> _Request_: Copy the lines below word for word, from the first one through the line that contains "(608, 361), (997, 630)", including that line. Leave out the pictures.

--- Records for processing ---

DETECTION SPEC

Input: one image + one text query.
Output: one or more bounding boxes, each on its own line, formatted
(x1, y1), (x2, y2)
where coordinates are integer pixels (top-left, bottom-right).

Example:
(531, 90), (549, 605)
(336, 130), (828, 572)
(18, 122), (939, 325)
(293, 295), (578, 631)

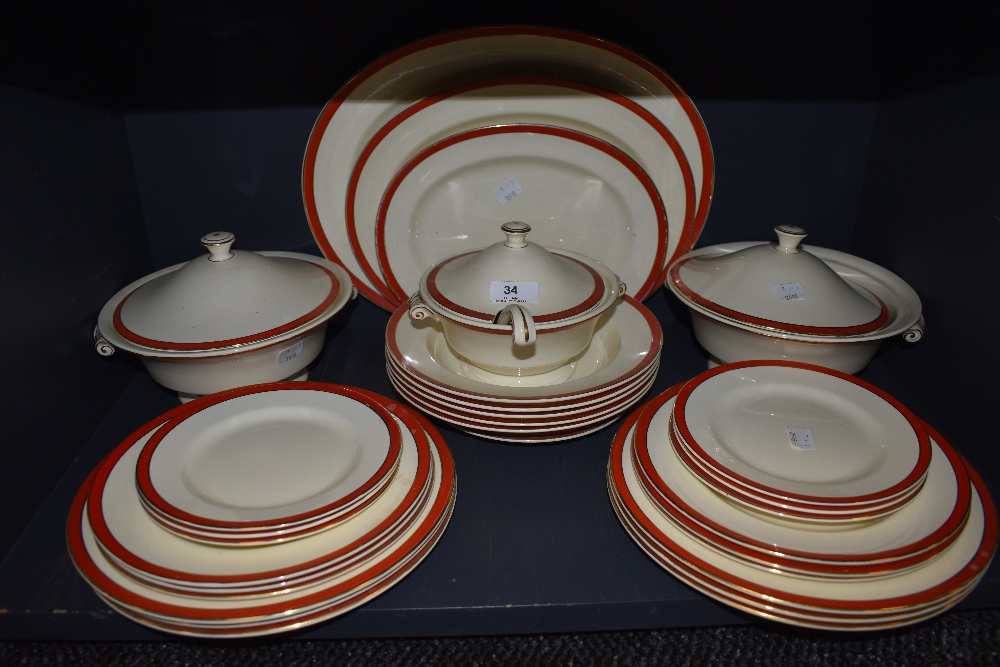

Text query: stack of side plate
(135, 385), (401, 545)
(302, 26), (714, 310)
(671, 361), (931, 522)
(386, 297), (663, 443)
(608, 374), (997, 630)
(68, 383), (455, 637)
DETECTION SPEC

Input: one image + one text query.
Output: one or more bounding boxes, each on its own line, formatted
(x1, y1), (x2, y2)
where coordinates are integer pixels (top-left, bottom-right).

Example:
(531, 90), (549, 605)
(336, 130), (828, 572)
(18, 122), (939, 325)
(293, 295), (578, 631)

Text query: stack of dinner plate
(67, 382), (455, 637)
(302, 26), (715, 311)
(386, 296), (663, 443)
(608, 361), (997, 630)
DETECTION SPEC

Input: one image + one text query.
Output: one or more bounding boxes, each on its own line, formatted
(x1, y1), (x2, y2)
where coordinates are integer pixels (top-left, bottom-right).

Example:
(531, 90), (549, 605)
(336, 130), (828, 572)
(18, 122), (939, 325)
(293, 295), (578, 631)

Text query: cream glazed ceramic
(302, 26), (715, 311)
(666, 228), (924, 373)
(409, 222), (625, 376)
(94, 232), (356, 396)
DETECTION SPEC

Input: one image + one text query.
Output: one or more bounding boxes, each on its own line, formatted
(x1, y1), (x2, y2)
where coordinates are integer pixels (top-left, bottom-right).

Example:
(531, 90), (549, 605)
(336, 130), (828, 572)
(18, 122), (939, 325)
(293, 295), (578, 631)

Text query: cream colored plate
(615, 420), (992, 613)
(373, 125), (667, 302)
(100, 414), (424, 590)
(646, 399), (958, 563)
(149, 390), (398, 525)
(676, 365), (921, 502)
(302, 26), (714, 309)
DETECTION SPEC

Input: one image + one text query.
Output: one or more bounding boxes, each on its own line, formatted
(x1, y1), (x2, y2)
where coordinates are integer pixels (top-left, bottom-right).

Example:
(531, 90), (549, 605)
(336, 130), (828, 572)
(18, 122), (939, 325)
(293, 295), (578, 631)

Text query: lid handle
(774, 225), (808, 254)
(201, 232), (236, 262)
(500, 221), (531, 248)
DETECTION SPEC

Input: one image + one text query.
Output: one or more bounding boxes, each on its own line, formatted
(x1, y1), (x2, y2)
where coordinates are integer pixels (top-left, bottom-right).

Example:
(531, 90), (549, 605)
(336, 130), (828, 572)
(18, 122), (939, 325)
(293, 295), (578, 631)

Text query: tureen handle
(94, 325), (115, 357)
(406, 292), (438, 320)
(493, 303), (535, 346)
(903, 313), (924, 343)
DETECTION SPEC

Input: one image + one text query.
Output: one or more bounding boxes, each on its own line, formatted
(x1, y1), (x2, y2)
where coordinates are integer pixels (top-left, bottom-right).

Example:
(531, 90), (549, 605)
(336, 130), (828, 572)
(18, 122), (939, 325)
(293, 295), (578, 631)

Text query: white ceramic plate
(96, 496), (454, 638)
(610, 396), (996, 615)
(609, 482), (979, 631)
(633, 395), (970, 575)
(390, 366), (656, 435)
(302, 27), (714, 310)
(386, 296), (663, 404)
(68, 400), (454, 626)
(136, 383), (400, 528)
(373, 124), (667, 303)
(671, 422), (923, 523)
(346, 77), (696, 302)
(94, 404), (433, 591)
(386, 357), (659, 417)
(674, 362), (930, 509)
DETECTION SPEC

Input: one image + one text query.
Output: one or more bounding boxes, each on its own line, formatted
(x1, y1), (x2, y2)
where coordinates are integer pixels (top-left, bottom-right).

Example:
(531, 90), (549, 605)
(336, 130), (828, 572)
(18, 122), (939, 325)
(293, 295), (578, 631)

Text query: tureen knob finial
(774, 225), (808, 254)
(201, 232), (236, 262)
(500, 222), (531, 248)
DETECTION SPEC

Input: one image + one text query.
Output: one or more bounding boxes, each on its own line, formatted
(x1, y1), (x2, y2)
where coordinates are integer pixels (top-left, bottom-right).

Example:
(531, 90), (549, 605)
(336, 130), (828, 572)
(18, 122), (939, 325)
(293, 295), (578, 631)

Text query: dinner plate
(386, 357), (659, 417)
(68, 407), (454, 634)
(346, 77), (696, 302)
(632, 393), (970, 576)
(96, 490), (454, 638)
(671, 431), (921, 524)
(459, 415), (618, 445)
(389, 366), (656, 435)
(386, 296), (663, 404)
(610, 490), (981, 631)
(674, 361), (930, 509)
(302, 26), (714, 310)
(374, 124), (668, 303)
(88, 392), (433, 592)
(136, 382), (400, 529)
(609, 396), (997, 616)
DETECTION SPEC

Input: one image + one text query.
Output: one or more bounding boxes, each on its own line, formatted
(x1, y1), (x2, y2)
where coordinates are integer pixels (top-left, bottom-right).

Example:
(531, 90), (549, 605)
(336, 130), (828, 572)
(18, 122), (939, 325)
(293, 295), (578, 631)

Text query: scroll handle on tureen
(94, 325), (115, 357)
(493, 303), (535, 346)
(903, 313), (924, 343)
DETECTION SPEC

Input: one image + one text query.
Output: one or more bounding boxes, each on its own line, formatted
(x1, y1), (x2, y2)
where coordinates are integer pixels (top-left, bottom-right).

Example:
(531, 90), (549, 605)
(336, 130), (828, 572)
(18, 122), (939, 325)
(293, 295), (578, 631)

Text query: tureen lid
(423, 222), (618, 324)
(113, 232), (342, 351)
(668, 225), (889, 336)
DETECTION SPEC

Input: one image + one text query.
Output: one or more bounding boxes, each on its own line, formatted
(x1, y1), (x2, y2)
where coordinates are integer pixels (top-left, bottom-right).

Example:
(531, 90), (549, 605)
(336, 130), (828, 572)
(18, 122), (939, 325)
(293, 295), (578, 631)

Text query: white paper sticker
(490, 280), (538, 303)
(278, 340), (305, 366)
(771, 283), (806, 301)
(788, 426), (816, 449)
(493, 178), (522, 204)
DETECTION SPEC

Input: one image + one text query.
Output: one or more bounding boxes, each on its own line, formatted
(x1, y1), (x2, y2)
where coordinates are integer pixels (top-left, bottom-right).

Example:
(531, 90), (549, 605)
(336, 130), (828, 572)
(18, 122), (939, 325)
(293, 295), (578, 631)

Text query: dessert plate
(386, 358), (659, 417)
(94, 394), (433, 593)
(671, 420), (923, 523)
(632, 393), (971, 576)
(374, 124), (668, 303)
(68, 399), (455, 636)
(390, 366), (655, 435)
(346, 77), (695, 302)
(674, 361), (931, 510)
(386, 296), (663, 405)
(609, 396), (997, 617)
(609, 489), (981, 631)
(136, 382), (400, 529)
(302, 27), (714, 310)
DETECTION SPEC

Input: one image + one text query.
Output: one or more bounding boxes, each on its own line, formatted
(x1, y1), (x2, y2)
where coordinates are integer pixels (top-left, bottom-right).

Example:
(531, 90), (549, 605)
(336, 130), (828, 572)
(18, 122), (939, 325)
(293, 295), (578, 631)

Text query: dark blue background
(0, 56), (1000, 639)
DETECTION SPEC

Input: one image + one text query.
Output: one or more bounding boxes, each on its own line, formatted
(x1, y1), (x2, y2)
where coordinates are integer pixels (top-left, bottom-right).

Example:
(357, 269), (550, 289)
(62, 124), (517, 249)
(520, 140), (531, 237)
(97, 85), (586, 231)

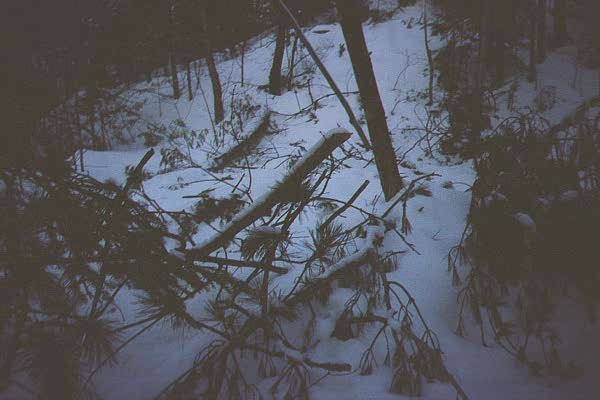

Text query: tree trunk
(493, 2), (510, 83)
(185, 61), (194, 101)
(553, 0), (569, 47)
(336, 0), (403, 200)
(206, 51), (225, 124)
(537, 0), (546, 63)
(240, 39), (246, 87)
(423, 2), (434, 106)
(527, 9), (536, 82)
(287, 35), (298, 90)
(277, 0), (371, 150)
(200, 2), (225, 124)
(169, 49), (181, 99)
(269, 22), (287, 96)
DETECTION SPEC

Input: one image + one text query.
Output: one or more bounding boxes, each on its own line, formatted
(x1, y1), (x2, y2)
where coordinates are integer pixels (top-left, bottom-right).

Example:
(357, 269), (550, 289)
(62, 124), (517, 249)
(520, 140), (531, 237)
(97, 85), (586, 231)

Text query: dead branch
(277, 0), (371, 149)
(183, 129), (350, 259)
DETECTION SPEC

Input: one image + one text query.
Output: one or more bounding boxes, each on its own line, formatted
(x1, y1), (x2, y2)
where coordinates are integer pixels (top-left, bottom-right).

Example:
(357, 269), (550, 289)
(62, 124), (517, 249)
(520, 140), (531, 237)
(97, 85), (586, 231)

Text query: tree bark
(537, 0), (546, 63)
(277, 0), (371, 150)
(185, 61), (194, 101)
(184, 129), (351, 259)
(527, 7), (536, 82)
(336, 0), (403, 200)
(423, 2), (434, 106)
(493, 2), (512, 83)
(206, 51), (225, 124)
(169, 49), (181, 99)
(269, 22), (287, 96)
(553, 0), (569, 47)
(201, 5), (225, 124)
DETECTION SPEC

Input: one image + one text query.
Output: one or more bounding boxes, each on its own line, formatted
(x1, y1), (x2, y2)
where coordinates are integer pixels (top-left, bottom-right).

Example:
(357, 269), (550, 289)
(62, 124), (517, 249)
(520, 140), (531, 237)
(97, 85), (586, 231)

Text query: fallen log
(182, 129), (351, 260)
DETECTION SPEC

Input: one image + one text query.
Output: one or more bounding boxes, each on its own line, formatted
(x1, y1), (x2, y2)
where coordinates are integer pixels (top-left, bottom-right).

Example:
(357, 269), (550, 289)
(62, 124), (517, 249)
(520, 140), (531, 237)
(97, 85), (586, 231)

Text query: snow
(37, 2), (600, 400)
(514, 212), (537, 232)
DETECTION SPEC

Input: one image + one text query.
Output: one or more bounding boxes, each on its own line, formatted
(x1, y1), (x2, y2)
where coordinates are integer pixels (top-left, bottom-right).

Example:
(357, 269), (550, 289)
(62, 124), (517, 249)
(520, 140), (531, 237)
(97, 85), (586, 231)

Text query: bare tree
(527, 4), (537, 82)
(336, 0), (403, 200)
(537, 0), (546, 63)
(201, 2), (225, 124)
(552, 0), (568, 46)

---

> _Response to this task_:
DETECTION SPEC

Input: one image + one text query.
Output: one or more bounding boxes, each on its own line, formatted
(x1, y1), (x2, y2)
where coordinates are integer pixels (top-left, bottom-right).

Example:
(531, 90), (549, 605)
(336, 130), (828, 572)
(18, 122), (939, 325)
(293, 295), (578, 631)


Text query: stack of side plate
(135, 385), (401, 545)
(302, 26), (714, 310)
(671, 361), (931, 522)
(386, 297), (663, 443)
(608, 374), (997, 630)
(68, 383), (455, 637)
DETECTION SPEC

Input: one image + one text query.
Output: one or more bounding boxes, each on its own line, formatted
(x1, y1), (x2, y2)
where coordinates are integer pixels (top-left, bottom-right).

Example:
(531, 90), (549, 605)
(336, 130), (828, 572)
(18, 122), (939, 325)
(293, 295), (578, 631)

Text query: stack of dinner plate
(67, 382), (455, 637)
(302, 26), (715, 311)
(386, 296), (663, 443)
(608, 361), (997, 630)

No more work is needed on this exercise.